* **Data for processing**
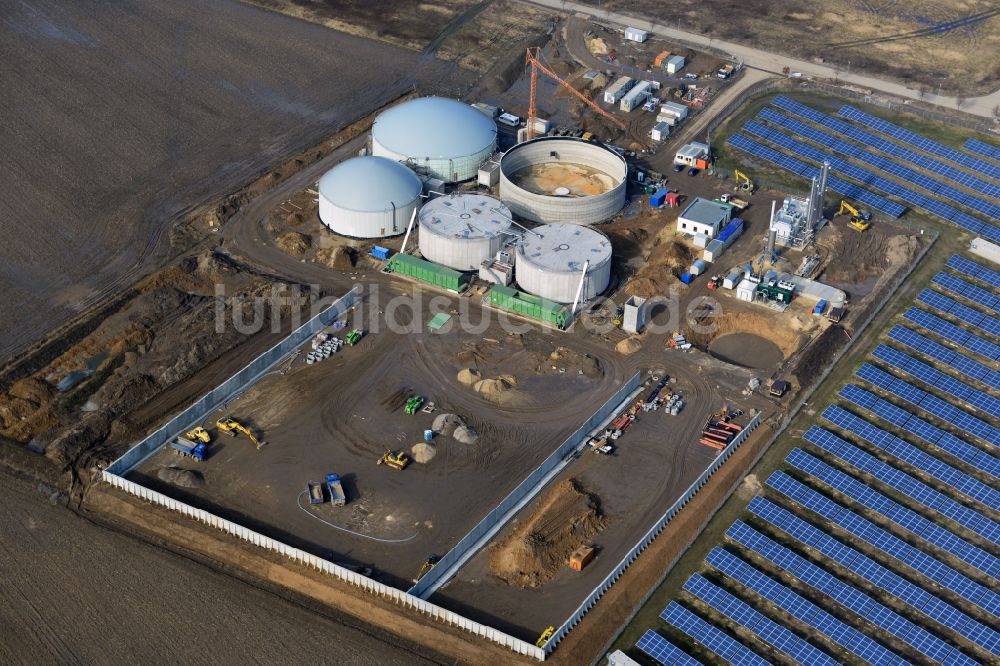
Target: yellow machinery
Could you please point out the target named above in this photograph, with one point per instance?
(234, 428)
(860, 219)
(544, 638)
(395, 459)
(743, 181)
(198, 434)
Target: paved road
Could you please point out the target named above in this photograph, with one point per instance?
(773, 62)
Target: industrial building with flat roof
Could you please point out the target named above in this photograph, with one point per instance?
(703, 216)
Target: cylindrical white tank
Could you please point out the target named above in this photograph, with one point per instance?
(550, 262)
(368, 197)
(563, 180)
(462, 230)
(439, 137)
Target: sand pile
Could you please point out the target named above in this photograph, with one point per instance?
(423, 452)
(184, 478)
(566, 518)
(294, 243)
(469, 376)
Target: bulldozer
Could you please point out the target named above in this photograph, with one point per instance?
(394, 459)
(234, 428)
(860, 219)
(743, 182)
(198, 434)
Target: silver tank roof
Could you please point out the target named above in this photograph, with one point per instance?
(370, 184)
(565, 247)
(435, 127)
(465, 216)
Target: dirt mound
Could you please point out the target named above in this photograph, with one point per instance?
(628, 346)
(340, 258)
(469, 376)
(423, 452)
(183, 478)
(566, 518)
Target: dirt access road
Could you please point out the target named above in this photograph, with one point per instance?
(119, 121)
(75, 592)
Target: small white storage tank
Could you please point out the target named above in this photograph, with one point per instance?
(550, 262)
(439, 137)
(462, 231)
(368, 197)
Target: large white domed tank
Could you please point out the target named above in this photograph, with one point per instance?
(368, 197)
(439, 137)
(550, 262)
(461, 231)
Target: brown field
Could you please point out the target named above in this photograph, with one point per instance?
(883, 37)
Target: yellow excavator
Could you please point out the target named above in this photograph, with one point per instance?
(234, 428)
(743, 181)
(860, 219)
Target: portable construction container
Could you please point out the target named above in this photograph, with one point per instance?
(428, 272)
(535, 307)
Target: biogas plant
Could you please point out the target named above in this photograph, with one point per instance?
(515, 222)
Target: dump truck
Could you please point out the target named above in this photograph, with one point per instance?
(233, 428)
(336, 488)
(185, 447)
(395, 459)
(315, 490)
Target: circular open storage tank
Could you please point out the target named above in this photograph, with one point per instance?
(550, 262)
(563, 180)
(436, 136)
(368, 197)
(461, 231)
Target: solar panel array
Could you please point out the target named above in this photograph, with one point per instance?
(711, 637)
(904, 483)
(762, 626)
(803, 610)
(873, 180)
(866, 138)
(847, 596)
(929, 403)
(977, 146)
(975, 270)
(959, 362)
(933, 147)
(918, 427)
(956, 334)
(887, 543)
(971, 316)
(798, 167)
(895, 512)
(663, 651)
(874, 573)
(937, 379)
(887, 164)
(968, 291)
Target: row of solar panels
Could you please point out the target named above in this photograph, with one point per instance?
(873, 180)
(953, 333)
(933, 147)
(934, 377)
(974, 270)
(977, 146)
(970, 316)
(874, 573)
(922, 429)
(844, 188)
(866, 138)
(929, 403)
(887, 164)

* **What you should do**
Show the lines of the records that include the string "yellow".

* **Task solution**
Target: yellow machinery
Target: yellow excavator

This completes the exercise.